--- DATA SHOWN ---

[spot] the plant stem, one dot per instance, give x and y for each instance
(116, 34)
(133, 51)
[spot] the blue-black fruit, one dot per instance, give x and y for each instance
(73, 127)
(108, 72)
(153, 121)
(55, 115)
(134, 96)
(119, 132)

--- ACTIVITY ---
Extract each entry in full, exactly as given.

--- THE COMPLETED TASK ---
[spot] the plant stem, one dot per instance, give x and y for each instance
(116, 34)
(133, 51)
[spot] the blue-black fruit, one dot per instance, give x and y for each instance
(73, 127)
(108, 72)
(153, 121)
(55, 115)
(134, 96)
(119, 132)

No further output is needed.